WHAT THE TASK REQUIRES: In the records below, find the line containing "259L38 239L0 240V273L38" and the line containing "box: [10, 250, 563, 410]"; please repeat exactly the lines from one to the other, both included, and nothing more.

┌──

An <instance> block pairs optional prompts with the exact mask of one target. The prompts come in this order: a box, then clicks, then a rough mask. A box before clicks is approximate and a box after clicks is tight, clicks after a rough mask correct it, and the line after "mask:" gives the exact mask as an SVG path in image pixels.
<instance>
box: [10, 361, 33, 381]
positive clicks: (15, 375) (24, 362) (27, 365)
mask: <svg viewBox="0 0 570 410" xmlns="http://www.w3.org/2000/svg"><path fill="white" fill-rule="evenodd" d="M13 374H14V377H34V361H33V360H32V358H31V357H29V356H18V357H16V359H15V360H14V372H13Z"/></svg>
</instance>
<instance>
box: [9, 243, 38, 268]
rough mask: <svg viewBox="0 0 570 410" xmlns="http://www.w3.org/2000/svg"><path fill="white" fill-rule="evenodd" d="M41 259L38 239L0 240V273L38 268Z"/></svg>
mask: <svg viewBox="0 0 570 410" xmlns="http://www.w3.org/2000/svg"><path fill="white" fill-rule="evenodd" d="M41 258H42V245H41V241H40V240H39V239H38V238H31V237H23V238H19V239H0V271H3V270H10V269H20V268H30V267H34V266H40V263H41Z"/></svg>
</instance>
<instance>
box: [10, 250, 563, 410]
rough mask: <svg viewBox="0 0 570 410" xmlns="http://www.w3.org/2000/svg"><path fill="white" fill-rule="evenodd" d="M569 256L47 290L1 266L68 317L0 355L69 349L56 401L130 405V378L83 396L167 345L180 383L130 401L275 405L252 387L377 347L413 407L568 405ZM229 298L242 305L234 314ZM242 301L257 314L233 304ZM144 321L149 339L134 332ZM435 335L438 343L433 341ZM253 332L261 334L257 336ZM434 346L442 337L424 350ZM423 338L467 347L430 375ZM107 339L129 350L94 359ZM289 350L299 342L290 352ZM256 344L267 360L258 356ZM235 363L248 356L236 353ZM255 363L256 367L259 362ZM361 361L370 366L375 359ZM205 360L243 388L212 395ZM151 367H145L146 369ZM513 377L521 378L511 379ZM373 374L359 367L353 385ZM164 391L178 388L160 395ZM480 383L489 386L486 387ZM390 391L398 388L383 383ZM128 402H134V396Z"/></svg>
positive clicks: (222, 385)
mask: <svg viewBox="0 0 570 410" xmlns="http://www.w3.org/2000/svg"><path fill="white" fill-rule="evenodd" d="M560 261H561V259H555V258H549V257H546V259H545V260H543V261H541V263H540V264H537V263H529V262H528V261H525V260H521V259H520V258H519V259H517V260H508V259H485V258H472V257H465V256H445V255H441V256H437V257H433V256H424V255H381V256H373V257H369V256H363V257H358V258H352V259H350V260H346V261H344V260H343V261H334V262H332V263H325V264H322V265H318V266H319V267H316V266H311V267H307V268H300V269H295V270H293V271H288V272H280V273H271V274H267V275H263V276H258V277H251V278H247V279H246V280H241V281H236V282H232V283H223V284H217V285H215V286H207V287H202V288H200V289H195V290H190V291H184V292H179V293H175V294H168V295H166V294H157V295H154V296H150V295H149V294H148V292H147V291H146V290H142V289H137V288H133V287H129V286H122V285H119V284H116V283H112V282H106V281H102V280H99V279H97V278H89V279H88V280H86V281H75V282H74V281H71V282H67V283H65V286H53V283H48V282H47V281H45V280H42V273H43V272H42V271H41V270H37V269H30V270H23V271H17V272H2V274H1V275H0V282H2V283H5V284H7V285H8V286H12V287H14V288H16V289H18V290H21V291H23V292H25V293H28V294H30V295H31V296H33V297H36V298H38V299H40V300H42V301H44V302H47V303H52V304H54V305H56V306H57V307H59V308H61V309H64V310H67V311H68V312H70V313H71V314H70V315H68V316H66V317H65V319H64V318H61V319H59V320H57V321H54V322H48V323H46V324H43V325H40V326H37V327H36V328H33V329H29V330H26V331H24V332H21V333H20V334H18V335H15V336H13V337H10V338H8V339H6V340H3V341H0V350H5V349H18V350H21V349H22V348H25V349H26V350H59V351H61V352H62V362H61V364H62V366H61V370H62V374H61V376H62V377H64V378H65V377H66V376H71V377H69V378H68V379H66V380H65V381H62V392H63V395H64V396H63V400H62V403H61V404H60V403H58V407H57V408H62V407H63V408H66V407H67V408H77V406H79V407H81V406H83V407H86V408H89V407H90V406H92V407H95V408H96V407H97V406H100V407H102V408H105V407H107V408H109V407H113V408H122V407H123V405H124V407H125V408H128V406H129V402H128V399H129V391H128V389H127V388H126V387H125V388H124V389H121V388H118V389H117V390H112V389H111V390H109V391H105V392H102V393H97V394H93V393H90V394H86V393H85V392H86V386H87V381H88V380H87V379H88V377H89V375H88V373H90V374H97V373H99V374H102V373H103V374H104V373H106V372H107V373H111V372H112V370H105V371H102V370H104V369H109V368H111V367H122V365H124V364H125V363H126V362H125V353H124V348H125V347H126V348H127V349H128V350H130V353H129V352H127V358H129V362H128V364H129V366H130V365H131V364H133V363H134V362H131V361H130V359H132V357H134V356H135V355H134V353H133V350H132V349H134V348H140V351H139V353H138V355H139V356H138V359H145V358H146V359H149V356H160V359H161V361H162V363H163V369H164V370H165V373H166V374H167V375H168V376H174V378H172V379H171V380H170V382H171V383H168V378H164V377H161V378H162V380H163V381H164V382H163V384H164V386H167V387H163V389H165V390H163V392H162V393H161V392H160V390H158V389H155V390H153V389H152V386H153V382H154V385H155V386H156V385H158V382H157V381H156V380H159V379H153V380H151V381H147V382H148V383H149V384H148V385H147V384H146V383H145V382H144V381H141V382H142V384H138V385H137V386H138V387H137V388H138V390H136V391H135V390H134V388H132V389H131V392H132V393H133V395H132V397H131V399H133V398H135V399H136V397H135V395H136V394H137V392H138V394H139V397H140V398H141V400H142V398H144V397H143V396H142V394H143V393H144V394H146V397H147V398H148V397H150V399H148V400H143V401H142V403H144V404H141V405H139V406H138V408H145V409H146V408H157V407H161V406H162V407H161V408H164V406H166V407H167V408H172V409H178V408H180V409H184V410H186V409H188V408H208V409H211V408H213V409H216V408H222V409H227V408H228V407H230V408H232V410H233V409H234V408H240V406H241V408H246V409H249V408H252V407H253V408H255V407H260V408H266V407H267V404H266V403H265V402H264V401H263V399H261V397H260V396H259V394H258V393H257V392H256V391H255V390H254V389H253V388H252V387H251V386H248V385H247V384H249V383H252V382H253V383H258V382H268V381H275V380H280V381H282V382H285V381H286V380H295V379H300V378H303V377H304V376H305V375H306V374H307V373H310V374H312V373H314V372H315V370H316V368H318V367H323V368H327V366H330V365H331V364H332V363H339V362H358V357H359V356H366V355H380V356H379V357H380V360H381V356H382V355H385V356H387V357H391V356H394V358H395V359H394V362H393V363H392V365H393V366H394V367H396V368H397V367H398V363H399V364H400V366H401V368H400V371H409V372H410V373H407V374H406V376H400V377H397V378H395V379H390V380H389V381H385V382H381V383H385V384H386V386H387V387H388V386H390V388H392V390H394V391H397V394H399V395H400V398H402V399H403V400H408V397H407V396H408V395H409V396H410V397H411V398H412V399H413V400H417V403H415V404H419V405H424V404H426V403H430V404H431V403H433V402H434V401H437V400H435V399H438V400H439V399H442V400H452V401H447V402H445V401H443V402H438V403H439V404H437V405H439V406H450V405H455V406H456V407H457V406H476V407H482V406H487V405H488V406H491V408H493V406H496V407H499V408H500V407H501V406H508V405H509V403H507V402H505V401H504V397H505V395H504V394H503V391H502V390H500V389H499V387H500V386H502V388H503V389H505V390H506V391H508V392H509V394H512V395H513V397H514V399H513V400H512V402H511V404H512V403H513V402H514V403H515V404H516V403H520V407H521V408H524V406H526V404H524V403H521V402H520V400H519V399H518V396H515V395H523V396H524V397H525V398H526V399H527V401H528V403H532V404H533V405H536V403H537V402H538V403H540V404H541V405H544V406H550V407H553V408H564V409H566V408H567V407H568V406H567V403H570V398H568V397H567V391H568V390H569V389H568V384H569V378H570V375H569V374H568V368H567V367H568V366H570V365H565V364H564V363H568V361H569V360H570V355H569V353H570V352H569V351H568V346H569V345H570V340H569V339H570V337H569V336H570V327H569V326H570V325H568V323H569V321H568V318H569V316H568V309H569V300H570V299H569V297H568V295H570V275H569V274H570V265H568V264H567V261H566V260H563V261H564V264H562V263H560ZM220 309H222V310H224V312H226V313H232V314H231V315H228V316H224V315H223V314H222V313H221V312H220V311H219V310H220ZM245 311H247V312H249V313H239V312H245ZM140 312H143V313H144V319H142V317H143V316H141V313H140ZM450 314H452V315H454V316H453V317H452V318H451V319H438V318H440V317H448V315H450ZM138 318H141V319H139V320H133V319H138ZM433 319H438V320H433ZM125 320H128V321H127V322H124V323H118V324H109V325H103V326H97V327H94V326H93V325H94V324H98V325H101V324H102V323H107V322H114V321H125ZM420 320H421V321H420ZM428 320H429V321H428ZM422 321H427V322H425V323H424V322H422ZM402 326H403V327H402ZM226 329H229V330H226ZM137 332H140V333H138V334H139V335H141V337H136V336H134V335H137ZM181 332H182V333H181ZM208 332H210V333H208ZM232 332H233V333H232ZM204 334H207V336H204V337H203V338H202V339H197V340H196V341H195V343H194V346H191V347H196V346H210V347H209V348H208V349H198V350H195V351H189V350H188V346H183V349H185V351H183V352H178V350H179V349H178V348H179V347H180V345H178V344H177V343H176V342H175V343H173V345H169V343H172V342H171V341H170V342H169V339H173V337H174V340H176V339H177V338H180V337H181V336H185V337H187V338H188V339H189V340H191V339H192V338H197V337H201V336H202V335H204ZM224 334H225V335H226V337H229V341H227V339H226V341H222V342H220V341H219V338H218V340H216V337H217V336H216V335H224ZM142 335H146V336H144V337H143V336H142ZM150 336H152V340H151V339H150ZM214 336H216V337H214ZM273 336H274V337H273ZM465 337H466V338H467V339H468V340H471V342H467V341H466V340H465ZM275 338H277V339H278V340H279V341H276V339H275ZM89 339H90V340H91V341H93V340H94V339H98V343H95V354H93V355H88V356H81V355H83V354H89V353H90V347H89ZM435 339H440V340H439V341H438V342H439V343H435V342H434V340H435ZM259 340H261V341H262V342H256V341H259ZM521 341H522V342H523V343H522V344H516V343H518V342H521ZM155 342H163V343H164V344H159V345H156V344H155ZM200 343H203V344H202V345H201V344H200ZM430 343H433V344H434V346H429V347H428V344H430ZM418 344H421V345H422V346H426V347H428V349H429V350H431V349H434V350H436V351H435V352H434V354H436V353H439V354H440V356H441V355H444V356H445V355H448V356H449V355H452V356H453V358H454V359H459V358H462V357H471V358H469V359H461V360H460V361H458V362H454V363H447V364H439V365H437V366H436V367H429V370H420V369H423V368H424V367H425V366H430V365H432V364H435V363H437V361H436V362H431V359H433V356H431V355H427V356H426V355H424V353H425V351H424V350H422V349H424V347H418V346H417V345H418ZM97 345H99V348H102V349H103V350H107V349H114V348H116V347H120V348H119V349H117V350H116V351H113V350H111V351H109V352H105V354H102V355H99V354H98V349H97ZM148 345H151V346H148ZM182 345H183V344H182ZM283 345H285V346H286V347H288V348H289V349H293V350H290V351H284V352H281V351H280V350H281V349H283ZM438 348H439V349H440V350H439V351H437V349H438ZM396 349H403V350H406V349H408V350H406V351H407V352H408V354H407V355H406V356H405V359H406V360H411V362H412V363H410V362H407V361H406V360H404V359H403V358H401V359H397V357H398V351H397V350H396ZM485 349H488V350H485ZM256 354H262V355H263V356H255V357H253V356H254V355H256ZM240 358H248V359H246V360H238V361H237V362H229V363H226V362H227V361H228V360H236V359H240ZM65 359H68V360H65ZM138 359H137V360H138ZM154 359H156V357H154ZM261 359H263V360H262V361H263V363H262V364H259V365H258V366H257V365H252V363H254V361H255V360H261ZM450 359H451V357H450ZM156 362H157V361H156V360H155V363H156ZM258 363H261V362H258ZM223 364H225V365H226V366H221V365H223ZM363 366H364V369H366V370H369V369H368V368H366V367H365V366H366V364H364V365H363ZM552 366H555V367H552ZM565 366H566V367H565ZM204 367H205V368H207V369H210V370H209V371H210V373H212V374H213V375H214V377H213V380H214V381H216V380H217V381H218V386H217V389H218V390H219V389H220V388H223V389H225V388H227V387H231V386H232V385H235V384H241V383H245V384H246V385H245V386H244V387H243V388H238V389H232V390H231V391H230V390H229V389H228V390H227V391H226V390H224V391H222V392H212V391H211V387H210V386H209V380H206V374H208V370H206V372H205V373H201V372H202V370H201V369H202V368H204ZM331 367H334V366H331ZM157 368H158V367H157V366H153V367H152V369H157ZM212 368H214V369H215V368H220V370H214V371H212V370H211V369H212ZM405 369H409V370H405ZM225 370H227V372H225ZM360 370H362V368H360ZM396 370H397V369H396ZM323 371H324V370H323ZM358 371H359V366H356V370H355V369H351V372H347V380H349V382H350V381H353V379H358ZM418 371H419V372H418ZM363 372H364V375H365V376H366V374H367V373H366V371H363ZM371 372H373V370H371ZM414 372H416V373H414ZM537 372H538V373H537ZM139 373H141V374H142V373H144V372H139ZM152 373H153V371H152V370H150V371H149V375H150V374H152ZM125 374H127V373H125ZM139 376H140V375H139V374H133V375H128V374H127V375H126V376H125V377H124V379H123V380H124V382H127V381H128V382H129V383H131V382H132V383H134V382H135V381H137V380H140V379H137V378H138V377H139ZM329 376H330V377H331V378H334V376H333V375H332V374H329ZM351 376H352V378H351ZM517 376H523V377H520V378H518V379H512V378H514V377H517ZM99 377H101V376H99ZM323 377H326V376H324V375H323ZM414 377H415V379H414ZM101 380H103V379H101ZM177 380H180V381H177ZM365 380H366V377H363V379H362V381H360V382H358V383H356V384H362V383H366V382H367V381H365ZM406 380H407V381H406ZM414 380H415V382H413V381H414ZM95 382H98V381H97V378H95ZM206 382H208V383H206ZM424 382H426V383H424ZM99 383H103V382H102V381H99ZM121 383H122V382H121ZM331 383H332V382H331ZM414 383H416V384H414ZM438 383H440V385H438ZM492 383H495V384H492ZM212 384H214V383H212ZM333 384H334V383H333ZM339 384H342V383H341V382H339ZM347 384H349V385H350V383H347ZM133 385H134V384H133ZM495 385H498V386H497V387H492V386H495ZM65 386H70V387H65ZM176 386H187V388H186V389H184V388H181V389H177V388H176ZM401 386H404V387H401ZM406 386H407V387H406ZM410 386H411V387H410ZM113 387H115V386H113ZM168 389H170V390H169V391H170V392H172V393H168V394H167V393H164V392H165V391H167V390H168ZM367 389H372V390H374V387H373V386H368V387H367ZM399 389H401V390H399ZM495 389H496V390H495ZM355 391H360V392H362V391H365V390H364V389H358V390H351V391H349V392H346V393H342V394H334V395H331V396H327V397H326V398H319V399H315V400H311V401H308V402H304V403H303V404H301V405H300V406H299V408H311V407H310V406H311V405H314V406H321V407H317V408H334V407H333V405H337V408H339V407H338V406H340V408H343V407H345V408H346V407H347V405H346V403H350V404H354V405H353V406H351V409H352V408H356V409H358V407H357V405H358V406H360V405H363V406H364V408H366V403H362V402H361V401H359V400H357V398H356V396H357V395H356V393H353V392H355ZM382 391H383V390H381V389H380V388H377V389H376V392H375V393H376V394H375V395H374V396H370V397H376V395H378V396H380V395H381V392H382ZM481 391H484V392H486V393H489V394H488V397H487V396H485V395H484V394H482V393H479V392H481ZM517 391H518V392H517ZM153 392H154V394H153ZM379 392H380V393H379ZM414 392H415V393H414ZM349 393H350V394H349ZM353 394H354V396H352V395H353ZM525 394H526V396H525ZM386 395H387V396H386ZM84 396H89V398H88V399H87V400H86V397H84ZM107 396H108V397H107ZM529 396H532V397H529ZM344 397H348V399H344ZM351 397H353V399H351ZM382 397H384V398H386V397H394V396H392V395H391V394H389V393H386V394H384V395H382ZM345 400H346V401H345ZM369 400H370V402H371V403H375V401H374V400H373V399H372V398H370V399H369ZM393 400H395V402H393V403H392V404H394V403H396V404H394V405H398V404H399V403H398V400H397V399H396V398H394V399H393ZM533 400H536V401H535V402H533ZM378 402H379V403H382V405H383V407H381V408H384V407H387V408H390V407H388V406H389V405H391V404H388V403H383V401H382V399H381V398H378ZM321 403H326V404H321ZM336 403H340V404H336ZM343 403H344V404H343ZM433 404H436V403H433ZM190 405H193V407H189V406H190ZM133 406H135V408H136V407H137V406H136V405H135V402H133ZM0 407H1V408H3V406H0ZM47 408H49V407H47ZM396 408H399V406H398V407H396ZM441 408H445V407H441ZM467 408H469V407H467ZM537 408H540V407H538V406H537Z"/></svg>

└──

FINISHED TASK:
rough mask: <svg viewBox="0 0 570 410" xmlns="http://www.w3.org/2000/svg"><path fill="white" fill-rule="evenodd" d="M41 259L38 239L0 240V273L38 268Z"/></svg>
mask: <svg viewBox="0 0 570 410" xmlns="http://www.w3.org/2000/svg"><path fill="white" fill-rule="evenodd" d="M41 258H42V245H41V241H40V240H39V239H38V238H31V237H23V238H19V239H0V271H3V270H10V269H20V268H30V267H34V266H40V263H41Z"/></svg>
</instance>
<instance>
box: [10, 250, 563, 410]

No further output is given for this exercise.